* _WHAT THIS TASK INVOLVES_: Gather each line from the rows below that contains the word "positive", copying every such line in full.
━━━━━ STUDY MATERIAL
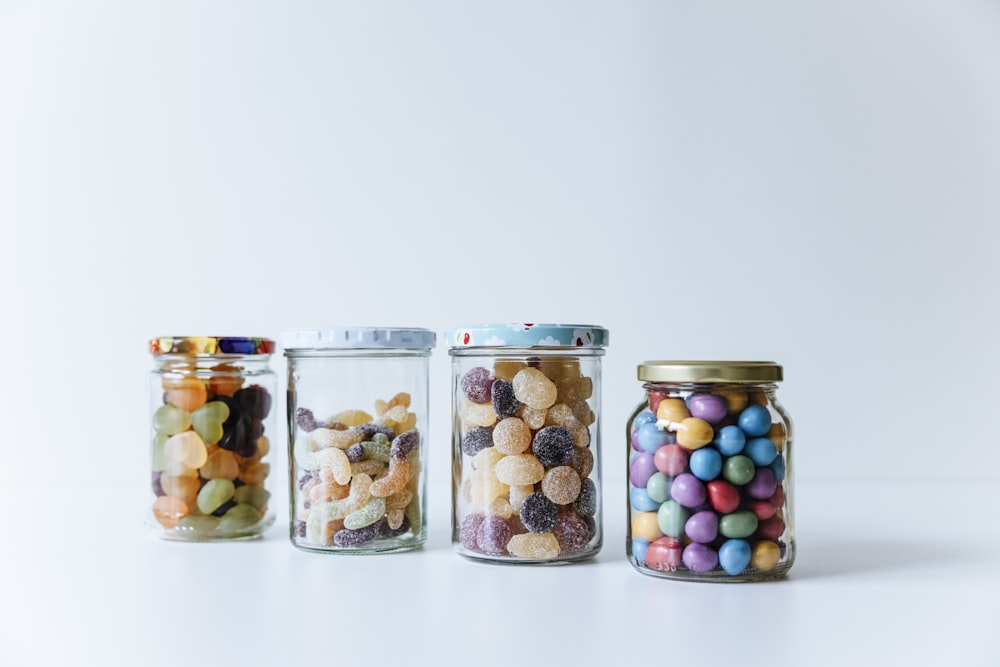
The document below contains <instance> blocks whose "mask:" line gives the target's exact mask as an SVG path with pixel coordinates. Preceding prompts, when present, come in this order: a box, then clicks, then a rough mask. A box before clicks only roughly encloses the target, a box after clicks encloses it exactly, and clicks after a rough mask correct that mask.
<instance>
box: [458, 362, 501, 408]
mask: <svg viewBox="0 0 1000 667" xmlns="http://www.w3.org/2000/svg"><path fill="white" fill-rule="evenodd" d="M493 380H494V377H493V373H491V372H490V371H489V370H488V369H486V368H483V367H482V366H476V367H475V368H470V369H469V370H468V371H467V372H466V373H465V375H463V376H462V380H461V385H462V391H463V392H464V393H465V396H466V397H467V398H468V399H469V400H470V401H472V402H473V403H486V402H487V401H489V400H490V396H491V390H492V386H493Z"/></svg>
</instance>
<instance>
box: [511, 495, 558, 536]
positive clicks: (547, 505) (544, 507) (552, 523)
mask: <svg viewBox="0 0 1000 667" xmlns="http://www.w3.org/2000/svg"><path fill="white" fill-rule="evenodd" d="M519 515H520V517H521V523H523V524H524V527H525V528H527V529H528V530H529V531H530V532H532V533H547V532H549V531H551V530H552V528H553V527H554V526H555V525H556V520H557V519H558V518H559V509H558V508H557V507H556V505H555V503H553V502H552V501H551V500H549V499H548V498H546V497H545V495H544V494H542V493H532V494H531V495H530V496H528V497H527V498H525V499H524V502H523V503H521V511H520V512H519Z"/></svg>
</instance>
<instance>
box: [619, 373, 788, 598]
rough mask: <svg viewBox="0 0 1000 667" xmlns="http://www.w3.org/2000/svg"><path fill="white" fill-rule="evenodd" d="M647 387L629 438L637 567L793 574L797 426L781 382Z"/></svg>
mask: <svg viewBox="0 0 1000 667" xmlns="http://www.w3.org/2000/svg"><path fill="white" fill-rule="evenodd" d="M644 388H645V393H646V395H645V398H644V400H643V401H642V402H641V403H640V404H639V405H638V406H637V407H636V409H635V410H634V412H633V413H632V416H631V418H630V419H629V422H628V426H627V432H626V437H627V443H628V445H627V448H628V449H627V451H628V470H627V478H628V498H627V503H628V505H627V506H628V519H629V521H628V532H627V540H626V553H627V555H628V558H629V560H630V561H631V563H632V565H633V566H634V567H635V568H636V569H637V570H638V571H639V572H642V573H643V574H648V575H653V576H658V577H666V578H670V579H685V580H696V581H719V582H723V581H728V582H743V581H760V580H767V579H775V578H779V577H782V576H784V575H785V573H787V572H788V570H789V569H790V568H791V566H792V564H793V563H794V561H795V530H794V526H793V522H792V465H791V453H792V422H791V419H790V418H789V417H788V414H787V413H786V412H785V410H784V409H783V408H782V406H781V405H780V404H779V403H778V401H777V399H776V397H775V385H774V384H773V383H757V384H748V383H734V384H728V383H697V384H694V383H669V382H647V383H646V384H645V385H644Z"/></svg>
━━━━━━━━━━
* _WRITTEN RESPONSE_:
positive clicks: (547, 505) (544, 507) (552, 523)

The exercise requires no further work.